Several teams that were widely expected to miss the playoffs have instead burst out of the gates. Are they built to last?

It’s a tough time to be in the prognostication business. Each year, I pick every single NFL game and, sometimes, you finish a project like that feeling like the league may as well not play the season since you already cracked the code. This year, through three games, my expectation that many of the teams we’ll talk about below would struggle this year has me reeling. In my initial projections, I had the Raiders, Cardinals and Panthers all finishing last in their respective divisions. They are all currently 3–0.

But is this just a mirage?

That’s what we’re here to examine about each of the NFL’s five surprise teams so far. Are they for real? Are they riding a soft schedule? Have they benefited from some oddly fortuitous on-field occurrence? Are they, despite a soft schedule, going to maintain their grip on first place?

Join us on a spin through the proverbial desert, where we’ll discuss whether this crystal-blue pool and fully stocked ice chest we’re seeing through the heat and haze is coming upon us, or whether it’s destined to vanish, the product of some timely early-season mental trickery.

Denver Broncos Teddy Bridgewater Tim Patrick

Broncos (3–0)

Wins over: Giants (27–13), Jaguars (23–13), Jets (26–0)
Are they for real? YES

Teddy Bridgewater is not only playing good-enough football for the Broncos this year, he is playing like one of the best quarterbacks in the NFL. He has the league’s third-best total quarterback rating and is sixth in expected points added per dropback.

Offensive coordinator Pat Shurmur’s career has been strange in that way. Both with Case Keenum and Bridgewater, he’s been able to find a quarterback who can stretch the outer limits of his system despite a lack of pedigree coming in (relatively speaking). 

The real story here is obviously the defense, which hasn't truly been tested but came into the season as one of the most talented units on paper. The Broncos are fifth in Football Outsiders’ latest DVOA rankings, and while they have faced Trevor Lawrence, Zach Wilson and Daniel Jones, Vic Fangio’s track record gives us more confidence that their ranking will hold. A win over the Ravens would shoot the Broncos into a far more legitimate stratosphere, but at the moment, they have not fallen into the pitfalls of recent past, losing games to inferior opponents because of a lack of punch on offense.

DATA PROVIDED
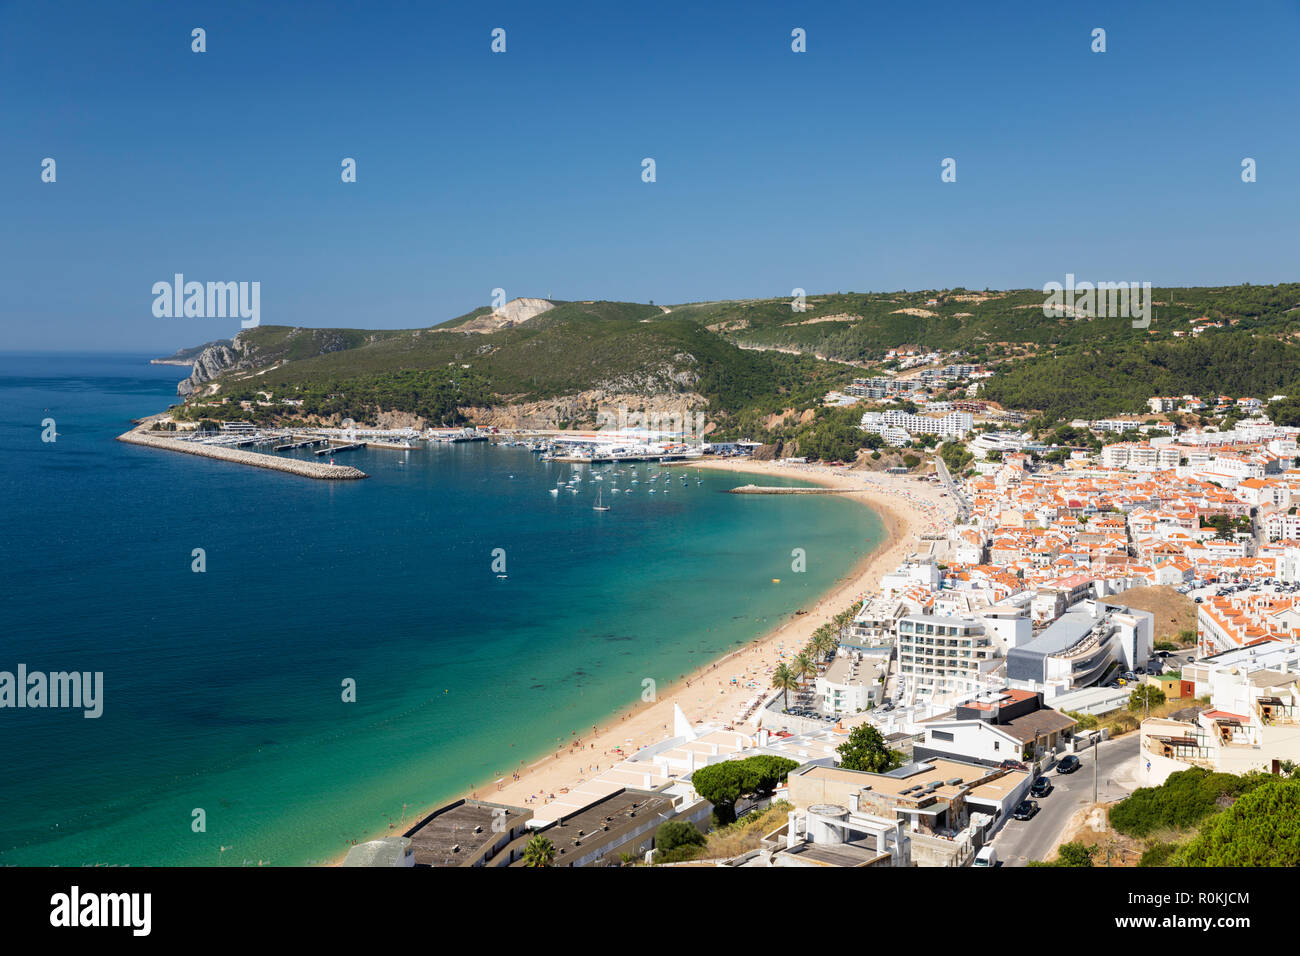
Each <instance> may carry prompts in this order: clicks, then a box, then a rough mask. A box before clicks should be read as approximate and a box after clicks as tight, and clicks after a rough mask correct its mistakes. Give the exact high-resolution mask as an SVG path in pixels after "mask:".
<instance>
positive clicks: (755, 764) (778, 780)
mask: <svg viewBox="0 0 1300 956" xmlns="http://www.w3.org/2000/svg"><path fill="white" fill-rule="evenodd" d="M797 766H798V763H797V762H794V761H793V760H787V758H785V757H776V756H772V754H761V756H757V757H746V758H745V760H724V761H722V762H720V763H710V765H707V766H702V767H699V769H698V770H695V771H694V773H693V774H692V775H690V786H692V787H694V788H695V792H697V793H699V796H702V797H703V799H705V800H707V801H708V803H711V804H712V805H714V817H715V819H716V822H718V823H719V825H722V823H731V822H732V821H735V819H736V801H737V800H740V799H741V797H742V796H744V795H746V793H757V795H764V796H766V795H767V793H771V792H772V791H774V790H776V787H777V786H779V784H780V782H781V780H784V779H785V778H787V777H788V775H789V773H790V770H793V769H794V767H797Z"/></svg>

INSTRUCTIONS FOR THE TASK
List every NFL team named in the article on the league's surprise teams, in the order each first appears.

SOLUTION FOR THIS PROBLEM
Raiders, Cardinals, Panthers, Broncos, Giants, Jaguars, Jets, Ravens